Exercise instructions —
Write out each line exactly as it stands, please.

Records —
— start —

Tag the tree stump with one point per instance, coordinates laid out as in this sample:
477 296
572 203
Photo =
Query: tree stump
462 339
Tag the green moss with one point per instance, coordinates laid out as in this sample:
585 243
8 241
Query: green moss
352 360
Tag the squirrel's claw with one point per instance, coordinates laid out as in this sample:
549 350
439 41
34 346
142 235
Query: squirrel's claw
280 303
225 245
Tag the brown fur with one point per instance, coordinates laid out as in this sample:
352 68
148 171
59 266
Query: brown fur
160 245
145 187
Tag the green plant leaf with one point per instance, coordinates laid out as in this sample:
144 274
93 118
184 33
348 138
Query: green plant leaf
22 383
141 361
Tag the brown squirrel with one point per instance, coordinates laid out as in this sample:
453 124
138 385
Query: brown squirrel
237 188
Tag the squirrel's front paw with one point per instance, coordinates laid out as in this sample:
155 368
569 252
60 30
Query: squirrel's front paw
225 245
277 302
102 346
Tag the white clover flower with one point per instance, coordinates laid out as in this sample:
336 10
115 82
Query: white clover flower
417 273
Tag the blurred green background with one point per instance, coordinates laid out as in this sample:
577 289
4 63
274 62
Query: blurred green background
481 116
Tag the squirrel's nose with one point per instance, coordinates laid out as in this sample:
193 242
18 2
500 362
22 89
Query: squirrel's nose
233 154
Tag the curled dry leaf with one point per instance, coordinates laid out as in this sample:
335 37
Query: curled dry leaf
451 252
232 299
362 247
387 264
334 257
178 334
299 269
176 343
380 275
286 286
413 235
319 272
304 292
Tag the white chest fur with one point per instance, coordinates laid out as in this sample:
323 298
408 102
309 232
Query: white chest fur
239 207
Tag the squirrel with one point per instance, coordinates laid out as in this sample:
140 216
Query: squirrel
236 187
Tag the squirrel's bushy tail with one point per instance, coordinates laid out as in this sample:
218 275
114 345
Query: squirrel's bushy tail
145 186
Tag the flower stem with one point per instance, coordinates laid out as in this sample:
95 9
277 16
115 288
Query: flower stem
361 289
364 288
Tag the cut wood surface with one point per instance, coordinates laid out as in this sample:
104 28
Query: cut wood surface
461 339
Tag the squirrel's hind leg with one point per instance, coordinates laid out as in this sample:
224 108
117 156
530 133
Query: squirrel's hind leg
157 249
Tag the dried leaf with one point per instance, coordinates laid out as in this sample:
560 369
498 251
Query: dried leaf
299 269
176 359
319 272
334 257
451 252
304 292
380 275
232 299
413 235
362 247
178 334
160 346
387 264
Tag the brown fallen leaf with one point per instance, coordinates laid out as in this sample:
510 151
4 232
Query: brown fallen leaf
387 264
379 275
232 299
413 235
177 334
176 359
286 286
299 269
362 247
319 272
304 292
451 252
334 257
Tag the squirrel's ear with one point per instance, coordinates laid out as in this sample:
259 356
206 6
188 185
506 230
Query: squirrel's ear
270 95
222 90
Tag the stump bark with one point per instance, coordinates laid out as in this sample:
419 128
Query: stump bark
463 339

— end —

Response to this exercise —
Tag the tree stump with one point per instance, coordinates laid out as in this sample:
477 296
572 203
Photo =
Query: tree stump
462 339
Tag the green moss with one point per instance, coordinates laid out as in this sample:
585 243
8 241
Query: green moss
352 360
Tag the squirrel's claw with one point per instance, coordinates laid out as in this sample:
549 350
439 41
34 346
142 235
Query: squirrel's claw
280 303
225 245
Tag the brown fur with one point per instance, coordinates laid out as in this sample:
352 68
148 171
59 266
Query: brown fur
160 245
145 187
Tag the green plant leaf with one point per instance, coordinates laid out as in this sample:
144 274
93 118
184 33
348 138
Query: green plant leaf
22 383
141 361
Tag the brown squirrel with one point per instance, coordinates laid out as in this sample:
453 124
138 385
Query: brown squirrel
237 188
Tag the squirrel's front paw with one point per instance, coordinates laid out as in this sample:
155 368
569 252
60 30
Query: squirrel's front paw
225 245
277 302
102 346
Tag the white clover flower with one point per instance, coordinates laid out as in this sample:
336 10
115 82
Query: white clover flower
417 273
Tag the blurred green background with one point per instance, coordinates laid out as in this sample:
577 289
4 63
274 62
Query: blurred green background
481 116
Tag the squirrel's nose with one point per instance, coordinates laid out as in this sample:
193 242
18 2
500 362
22 89
Query: squirrel's nose
233 154
Tag the curled dry leaf with one point per instance, coordinates laid out as in this sample:
335 37
Query: curled dry leaf
451 252
232 299
362 247
387 264
334 257
178 334
299 269
176 343
380 275
286 286
413 235
319 272
304 292
Tag the white chest fur with one point per instance, coordinates laid out as in this sample:
323 298
408 102
309 232
Query: white chest fur
239 207
Tag the squirrel with one point per instance, coordinates laid out as in this sample:
140 216
Query: squirrel
236 187
Tag the squirrel's bushy tail with one point per instance, coordinates laid out as in this sample:
218 275
114 345
Query: squirrel's bushy tail
145 186
Tag the flower stem with one point per instance, coordinates laid out as in this sample:
95 9
277 16
115 288
Query: flower stem
361 289
364 288
Tag the cut wood surface with one point per instance, coordinates laid out as in this sample:
104 28
Query: cut wood surface
461 339
Tag the squirrel's hind leg with one point per instance, coordinates laid out as in this sample:
224 108
117 156
530 133
Query: squirrel's hind leg
157 249
Tag the dried leaf with one point per instance, coordinates laid out as in this sample:
560 369
498 251
Query: dried leaf
299 269
176 359
319 272
334 257
451 252
304 292
380 275
232 299
413 235
362 247
178 334
160 346
387 264
Tag the brown fallen leaf with one point per instance, coordinates laid out as in this sample:
510 151
4 232
Query: brown fallen leaf
387 264
379 275
232 299
413 235
177 334
176 359
286 286
299 269
362 247
319 272
304 292
451 252
334 257
Tag the squirrel's ear with one point per instance, coordinates laid out as in this sample:
259 356
206 6
188 185
506 230
Query: squirrel's ear
270 95
222 90
Tag the stump bark with one point per instance, coordinates laid out as in this sample:
419 128
Query: stump bark
463 339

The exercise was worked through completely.